### Records for processing ###
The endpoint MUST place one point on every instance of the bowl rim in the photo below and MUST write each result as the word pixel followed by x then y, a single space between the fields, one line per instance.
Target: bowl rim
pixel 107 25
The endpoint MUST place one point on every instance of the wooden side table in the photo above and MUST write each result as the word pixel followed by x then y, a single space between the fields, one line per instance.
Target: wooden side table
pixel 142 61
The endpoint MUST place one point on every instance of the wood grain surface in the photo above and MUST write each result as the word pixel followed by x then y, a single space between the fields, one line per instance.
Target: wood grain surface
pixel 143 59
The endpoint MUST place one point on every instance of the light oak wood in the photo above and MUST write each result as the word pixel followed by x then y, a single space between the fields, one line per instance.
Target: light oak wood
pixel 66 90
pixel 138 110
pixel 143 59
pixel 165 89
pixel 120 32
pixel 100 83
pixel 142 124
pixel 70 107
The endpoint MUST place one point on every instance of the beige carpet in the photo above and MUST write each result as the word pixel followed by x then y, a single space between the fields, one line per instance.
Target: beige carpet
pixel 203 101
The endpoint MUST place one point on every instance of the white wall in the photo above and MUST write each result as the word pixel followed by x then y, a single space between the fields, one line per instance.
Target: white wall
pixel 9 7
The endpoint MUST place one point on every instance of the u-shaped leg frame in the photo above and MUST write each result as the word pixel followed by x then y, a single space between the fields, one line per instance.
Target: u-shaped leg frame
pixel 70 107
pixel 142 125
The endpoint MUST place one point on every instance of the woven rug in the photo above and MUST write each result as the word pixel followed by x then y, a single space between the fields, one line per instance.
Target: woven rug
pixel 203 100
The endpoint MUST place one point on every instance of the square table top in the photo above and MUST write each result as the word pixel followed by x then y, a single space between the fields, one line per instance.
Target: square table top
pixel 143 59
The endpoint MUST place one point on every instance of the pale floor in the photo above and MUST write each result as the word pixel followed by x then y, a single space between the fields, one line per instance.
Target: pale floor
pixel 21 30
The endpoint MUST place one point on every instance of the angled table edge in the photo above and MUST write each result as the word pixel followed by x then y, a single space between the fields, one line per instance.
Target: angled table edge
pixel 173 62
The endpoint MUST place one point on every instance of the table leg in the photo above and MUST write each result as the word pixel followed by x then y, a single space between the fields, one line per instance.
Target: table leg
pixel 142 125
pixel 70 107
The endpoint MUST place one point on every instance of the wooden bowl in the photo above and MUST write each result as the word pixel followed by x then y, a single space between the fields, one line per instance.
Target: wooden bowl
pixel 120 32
###
### Records for processing ###
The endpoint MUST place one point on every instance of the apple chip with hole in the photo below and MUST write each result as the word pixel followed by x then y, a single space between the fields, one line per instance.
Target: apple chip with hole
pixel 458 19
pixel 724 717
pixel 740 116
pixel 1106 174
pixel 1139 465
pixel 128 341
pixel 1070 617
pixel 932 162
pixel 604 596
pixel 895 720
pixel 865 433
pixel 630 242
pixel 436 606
###
### Records for processing ###
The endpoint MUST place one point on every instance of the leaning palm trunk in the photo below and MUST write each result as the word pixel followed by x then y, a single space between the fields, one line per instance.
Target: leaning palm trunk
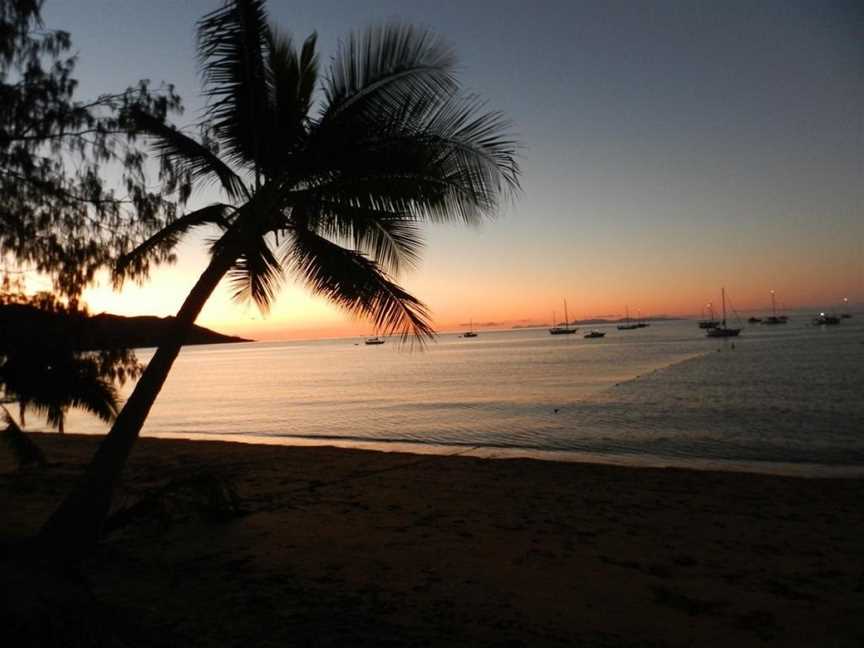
###
→ Short problem: Format the records starting at the line containing "of the beige" and ending with the line containing "pixel 203 101" as a two-column CSV with the header input,output. Give one row per record, with its text under input and its answer under output, each in a single quoted field with line breaks replaced by spaces.

→ Result of this exercise:
input,output
"The endpoint MUST place one point on every instance of the beige carpet in the photo above and MUST write each result as the word pixel followed by x then y, a single space between the fields, one line per instance. Target: beige carpet","pixel 203 101"